— Document passage —
┏━━

December 6, 2001 -- These are not the words most young girls grow up dreaming to hear from their college teammates:

"They told me to go out there, do my best and, you know, kick his rear-end," Christina Luksa said.

Maybe not the best way to get your man but Luksa's idea of getting over is to put her male opponent on his back and pin him. She is the first woman wrestler in the history of Hunter College and last night the freshman from Brooklyn wrestled her first match at 141 pounds.

When the horn sounded at the end of the first three-minute period and Luksa was still standing, the crowd of about 100 at Hunter College gave her a boisterous ovation, even though she was trailing SUNY Maritime's Mike Loeuis, 5-1.

With 38 seconds left in the second period, Loeuis pinned Luksa. It was a nerve-wracking experience for both. Tears of joy streamed down Luksa's face after the match.

"It's worth it," she said.

Loeuis admitted to feeling as if he was in a no-win situation. He didn't know he'd be wrestling a woman until 30 minutes before the match and several of his teammates couldn't hide their grins during introductions.

"I never wrestled a woman so I didn't know what to expect," Loeuis said. "I just wanted to pin her like any other wrestler."

┗━━

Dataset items
┏━━

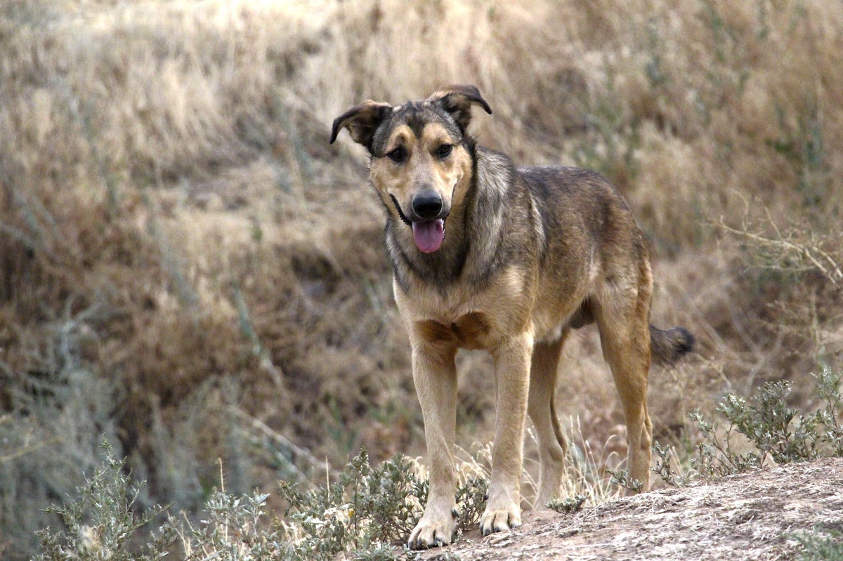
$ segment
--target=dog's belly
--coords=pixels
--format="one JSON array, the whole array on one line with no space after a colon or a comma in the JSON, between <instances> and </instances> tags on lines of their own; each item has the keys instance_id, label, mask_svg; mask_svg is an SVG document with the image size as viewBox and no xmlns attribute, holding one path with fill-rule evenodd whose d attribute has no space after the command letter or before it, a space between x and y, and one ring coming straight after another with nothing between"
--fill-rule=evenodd
<instances>
[{"instance_id":1,"label":"dog's belly","mask_svg":"<svg viewBox=\"0 0 843 561\"><path fill-rule=\"evenodd\" d=\"M417 323L418 329L429 341L443 341L460 349L488 349L491 326L486 314L470 312L449 324L427 319Z\"/></svg>"}]
</instances>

┗━━

— Task to carry out —
Could you reproduce the wrestling article word for word, from "December 6, 2001" up to and including "Mike Loeuis, 5-1."?

— Output for this exercise —
December 6, 2001 -- These are not the words most young girls grow up dreaming to hear from their college teammates:

"They told me to go out there, do my best and, you know, kick his rear-end," Christina Luksa said.

Maybe not the best way to get your man but Luksa's idea of getting over is to put her male opponent on his back and pin him. She is the first woman wrestler in the history of Hunter College and last night the freshman from Brooklyn wrestled her first match at 141 pounds.

When the horn sounded at the end of the first three-minute period and Luksa was still standing, the crowd of about 100 at Hunter College gave her a boisterous ovation, even though she was trailing SUNY Maritime's Mike Loeuis, 5-1.